* **WRITTEN REQUEST**: Reproduce the lines below with every occurrence of "pixel marker" replaced by "coordinate marker", leaving everything else unchanged.

* **DATA FOR THE TASK**:
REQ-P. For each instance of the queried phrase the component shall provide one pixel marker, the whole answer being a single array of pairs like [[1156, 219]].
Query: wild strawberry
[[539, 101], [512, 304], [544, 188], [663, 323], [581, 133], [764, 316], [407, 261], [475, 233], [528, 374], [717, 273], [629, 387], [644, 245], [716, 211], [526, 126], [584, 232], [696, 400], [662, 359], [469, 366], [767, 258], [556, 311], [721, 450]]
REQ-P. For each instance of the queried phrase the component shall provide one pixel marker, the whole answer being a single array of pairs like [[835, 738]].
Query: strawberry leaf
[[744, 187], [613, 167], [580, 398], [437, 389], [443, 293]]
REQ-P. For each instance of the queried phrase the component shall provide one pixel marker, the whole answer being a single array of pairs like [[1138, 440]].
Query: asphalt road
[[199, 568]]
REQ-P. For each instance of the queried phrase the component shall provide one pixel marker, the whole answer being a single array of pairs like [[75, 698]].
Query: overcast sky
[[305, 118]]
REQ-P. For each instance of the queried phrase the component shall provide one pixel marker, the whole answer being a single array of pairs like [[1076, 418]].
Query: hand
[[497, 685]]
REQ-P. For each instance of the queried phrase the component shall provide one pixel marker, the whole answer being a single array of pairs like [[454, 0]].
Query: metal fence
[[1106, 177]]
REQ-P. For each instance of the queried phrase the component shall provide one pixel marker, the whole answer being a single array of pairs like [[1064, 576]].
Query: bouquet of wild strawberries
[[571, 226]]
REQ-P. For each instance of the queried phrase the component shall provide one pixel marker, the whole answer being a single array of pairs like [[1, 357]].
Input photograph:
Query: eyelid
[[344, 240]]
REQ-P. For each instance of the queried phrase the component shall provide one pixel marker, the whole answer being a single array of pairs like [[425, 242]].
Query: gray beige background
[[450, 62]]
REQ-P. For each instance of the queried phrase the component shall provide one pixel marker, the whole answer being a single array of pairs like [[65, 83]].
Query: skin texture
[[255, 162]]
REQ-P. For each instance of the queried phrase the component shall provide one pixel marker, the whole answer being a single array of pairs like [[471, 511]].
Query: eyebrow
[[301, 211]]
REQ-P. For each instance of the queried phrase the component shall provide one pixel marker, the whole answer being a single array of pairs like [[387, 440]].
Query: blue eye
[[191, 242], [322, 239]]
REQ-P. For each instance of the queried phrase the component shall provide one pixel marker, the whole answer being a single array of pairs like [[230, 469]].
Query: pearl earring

* **ANSWER TO THE EXERCISE**:
REQ-P. For each instance of the queried phrase the component shall provide one coordinate marker, the whole answer being a single array of pairs like [[1156, 219]].
Query: wild strawberry
[[539, 101], [512, 304], [544, 188], [663, 323], [581, 133], [764, 316], [407, 261], [475, 233], [528, 374], [717, 273], [629, 387], [644, 245], [716, 211], [526, 126], [584, 232], [696, 400], [662, 359], [469, 366], [767, 258], [556, 311], [721, 450]]
REQ-P. For each instance of the queried phrase the component shall provide one coordinate marker, the whole answer being a single array of pairs like [[835, 738]].
Query: strawberry leaf
[[744, 187], [613, 167], [580, 398], [437, 389], [443, 293]]
REQ-P. For each instance of the queried phrase the component shall provide one coordinate marker, the whole answer being a single array of pairs like [[1138, 440]].
Query: asphalt road
[[199, 568]]
REQ-P. For each instance of the queried phrase the component shall provide one coordinate marker, the whole answer being a single array of pairs like [[75, 698]].
Query: overcast sky
[[305, 118]]
REQ-P. For each instance of the queried phrase the component shall provide one coordinate marker, the whole answer being a single array of pairs like [[1076, 418]].
Query: hand
[[497, 685]]
REQ-P. For each instance of the queried phrase the component shall provide one coordinate marker, the whole answer being a single array of pairs like [[454, 0]].
Query: metal fence
[[1106, 177]]
REQ-P. For each instance of the queried phrase the component shall provide one coordinate marker, the whole answer being a single array of pairs like [[1064, 576]].
Query: bouquet of wild strawberries
[[571, 226]]
REQ-P. For each instance of the queried phrase the component shall provide one coordinate marker, the whole answer being a single array of pairs like [[1, 357]].
Input photograph:
Query: eyelid
[[344, 240]]
REQ-P. For each instance of the queried phrase the component shall provide one coordinate marker, the whole answer being a single array of pairs like [[425, 242]].
Query: gray beige background
[[450, 62]]
REQ-P. For each instance of the queried phrase the component shall provide one coordinate marker, the whole answer being a single array of pairs like [[65, 83]].
Query: skin texture
[[255, 162]]
REQ-P. For each instance of the queried phrase the component shall provide one coordinate marker, the whole answer being a single array of pairs like [[471, 511]].
Query: eyebrow
[[301, 211]]
REQ-P. For each instance of the queried phrase the component shall provide one coordinate marker, the whole answer being a single array of pairs like [[387, 440]].
Query: blue eye
[[191, 242], [322, 239]]
REQ-P. For each instance of the queried phrase the component shall provide one coordinate marker, the whole answer being a single array of pairs like [[230, 469]].
Query: pearl earring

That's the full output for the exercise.